• **TASKS FOR THIS EXERCISE**:
1. Decide whether each statement below agrees with the shirt-sewing account, answering yes or no and quoting the exact words of the account that settle it: (a) The collar of the shirt is stiff. (b) The inside of the cuff was sewn by hand. (c) A sleeve binder was added as the description advised.
2. Reproduce the part of the shirt-sewing account starting with "In general one" and going on through "divides into two...".

• **READING PASSAGE**:
Here's the whole shirt; you can see the little heart-shaped strengthening I put at the base of the neckline. The collar is not stiff at all, but I guess it would be covered by a neck-cloth anyway.


Close-up of the heart. Probably I could have reinforced this much better, though.


Top of the sleeve. The inside of the seam is properly flat-felled along the top of the shoulder, but not along the sleeve. There I just zig-zagged the edges and sewed them to the main fabric, which is sloppier, but it's harder to flat-fell the seam when the sleeve fabric is gathered. The description I went by said to have a sleeve binder, which is basically a piece of fabric sewn onto the inside and covering the seam. But alas, I was too lazy for that.

In general one thing I regret is being too stingy with the breadth of the strips of fabric left on the inside seams, so that it was in some places difficult to flat-fell them! Why on earth, when I had so much fabric and the shirt is so loose, did I do it that way?


The outside of the cuff.


The inside of the cuff; this is hand-sewn. Should I have done a back-stitch instead? I don't know.


The gusset at the neck. I like this construction! But here you can see my difficulties with flat-felling a seam when it suddenly divides into two...


The gusset under the arm. These seams are also not properly flat-felled, I zig-zagged them on the machine and then sewed them by hand to the main fabric. I'm not that used to sewing by hand, and am not sure I did it in the best way. But at least there are no strains on those seams, so it shouldn't be that important.

• **SUPPLIED INFORMATION**:
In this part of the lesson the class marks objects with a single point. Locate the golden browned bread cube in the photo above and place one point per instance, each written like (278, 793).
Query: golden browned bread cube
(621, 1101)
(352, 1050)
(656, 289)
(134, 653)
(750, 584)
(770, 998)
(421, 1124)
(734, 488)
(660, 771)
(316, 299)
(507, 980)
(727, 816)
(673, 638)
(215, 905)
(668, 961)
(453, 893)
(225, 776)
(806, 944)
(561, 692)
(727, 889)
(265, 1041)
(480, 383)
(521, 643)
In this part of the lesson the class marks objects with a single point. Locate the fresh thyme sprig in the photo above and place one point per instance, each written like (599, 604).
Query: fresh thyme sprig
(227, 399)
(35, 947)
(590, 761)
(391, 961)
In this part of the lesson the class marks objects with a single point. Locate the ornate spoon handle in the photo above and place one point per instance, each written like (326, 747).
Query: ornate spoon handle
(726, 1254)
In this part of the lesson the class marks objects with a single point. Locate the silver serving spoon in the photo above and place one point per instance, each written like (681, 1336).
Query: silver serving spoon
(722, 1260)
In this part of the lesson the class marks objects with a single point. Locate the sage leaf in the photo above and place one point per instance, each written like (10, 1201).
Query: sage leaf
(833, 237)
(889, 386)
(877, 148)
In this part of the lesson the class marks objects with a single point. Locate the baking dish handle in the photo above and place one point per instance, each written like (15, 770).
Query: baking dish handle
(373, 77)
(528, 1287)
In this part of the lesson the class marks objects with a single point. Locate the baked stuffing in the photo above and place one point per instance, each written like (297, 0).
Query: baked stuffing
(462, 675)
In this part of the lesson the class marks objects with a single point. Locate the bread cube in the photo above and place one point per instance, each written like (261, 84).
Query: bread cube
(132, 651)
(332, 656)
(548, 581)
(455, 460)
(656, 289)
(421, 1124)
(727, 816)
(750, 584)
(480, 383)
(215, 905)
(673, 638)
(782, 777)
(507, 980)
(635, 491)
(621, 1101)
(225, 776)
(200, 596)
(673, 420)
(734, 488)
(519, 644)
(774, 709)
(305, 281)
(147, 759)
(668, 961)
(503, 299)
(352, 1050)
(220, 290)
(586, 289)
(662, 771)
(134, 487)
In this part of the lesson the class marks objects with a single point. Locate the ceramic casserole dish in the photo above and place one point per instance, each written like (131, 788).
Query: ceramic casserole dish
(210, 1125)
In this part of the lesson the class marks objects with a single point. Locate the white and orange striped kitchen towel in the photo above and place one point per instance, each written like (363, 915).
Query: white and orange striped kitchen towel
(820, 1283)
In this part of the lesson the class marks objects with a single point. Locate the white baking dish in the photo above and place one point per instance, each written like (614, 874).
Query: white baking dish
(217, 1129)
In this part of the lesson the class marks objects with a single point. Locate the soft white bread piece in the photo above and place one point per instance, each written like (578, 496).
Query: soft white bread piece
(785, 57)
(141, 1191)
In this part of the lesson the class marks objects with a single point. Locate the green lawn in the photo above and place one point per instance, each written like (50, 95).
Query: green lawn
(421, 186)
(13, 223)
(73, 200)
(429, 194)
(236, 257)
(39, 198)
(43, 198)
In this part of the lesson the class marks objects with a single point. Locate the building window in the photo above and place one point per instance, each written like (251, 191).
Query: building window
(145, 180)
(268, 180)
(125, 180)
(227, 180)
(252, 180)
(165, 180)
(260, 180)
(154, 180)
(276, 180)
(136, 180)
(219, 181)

--

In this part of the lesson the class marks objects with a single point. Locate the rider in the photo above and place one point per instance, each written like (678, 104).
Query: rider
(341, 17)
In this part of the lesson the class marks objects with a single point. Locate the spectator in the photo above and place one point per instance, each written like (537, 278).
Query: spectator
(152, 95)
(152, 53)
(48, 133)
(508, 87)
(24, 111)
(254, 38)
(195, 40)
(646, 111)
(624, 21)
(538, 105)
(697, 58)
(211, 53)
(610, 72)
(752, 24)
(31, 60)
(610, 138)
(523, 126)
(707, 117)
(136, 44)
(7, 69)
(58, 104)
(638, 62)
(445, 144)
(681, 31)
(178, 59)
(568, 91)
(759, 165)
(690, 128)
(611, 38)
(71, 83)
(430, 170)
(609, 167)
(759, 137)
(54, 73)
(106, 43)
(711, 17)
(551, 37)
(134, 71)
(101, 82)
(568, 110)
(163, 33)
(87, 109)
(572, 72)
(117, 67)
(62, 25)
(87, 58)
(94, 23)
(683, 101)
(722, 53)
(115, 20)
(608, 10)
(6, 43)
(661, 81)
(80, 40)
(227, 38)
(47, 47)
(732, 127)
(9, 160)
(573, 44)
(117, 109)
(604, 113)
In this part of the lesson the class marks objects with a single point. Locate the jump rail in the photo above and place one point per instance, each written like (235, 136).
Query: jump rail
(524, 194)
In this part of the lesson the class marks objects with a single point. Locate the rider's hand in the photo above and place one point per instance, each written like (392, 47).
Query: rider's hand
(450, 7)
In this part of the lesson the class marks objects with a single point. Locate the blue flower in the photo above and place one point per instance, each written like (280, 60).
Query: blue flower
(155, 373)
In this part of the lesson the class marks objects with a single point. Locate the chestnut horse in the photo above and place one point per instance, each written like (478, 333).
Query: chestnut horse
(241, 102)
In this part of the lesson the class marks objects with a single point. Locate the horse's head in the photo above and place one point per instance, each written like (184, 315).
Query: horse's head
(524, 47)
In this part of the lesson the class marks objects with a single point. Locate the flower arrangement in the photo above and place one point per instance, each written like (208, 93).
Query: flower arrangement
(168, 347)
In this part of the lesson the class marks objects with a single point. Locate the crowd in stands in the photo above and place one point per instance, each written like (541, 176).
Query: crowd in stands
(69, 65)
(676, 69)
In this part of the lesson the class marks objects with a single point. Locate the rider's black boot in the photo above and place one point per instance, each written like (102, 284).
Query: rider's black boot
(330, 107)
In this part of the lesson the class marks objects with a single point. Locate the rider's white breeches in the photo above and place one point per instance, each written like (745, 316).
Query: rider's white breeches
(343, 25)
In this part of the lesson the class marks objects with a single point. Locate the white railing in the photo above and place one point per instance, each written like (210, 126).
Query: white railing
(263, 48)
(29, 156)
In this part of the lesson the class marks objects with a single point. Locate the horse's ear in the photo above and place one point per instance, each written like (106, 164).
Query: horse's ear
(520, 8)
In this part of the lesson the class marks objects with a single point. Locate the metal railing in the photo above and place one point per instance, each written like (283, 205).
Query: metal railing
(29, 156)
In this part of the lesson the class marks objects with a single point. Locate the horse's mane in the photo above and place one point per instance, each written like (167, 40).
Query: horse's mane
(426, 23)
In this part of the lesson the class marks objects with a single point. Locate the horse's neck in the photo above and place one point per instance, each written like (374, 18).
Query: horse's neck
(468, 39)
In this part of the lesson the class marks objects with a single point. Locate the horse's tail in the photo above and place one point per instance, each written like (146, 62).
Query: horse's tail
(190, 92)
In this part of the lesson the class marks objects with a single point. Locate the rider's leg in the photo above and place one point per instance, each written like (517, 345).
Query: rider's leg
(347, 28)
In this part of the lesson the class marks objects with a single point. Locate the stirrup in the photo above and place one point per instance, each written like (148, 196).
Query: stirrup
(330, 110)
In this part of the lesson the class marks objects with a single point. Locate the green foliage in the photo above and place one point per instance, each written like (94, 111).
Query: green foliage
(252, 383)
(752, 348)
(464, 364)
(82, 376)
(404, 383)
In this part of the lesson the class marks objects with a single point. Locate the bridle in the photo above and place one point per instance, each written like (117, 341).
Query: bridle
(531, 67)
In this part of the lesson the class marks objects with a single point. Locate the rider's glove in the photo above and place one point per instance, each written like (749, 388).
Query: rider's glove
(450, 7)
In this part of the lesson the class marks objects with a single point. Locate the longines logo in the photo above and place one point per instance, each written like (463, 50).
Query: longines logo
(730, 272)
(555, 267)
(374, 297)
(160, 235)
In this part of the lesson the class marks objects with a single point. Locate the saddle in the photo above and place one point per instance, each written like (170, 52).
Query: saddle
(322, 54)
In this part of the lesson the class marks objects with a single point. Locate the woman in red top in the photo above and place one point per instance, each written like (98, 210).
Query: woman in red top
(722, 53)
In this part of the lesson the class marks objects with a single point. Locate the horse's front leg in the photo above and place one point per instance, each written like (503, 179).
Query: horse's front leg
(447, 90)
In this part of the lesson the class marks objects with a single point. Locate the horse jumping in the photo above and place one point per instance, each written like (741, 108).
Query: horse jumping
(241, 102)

• **SOLUTIONS TO THE EXERCISE**:
1.
(a) No: "The collar is not stiff at all"
(b) Yes: "The inside of the cuff; this is hand-sewn."
(c) No: "But alas, I was too lazy for that."

2.
In general one thing I regret is being too stingy with the breadth of the strips of fabric left on the inside seams, so that it was in some places difficult to flat-fell them! Why on earth, when I had so much fabric and the shirt is so loose, did I do it that way?


The outside of the cuff.


The inside of the cuff; this is hand-sewn. Should I have done a back-stitch instead? I don't know.


The gusset at the neck. I like this construction! But here you can see my difficulties with flat-felling a seam when it suddenly divides into two...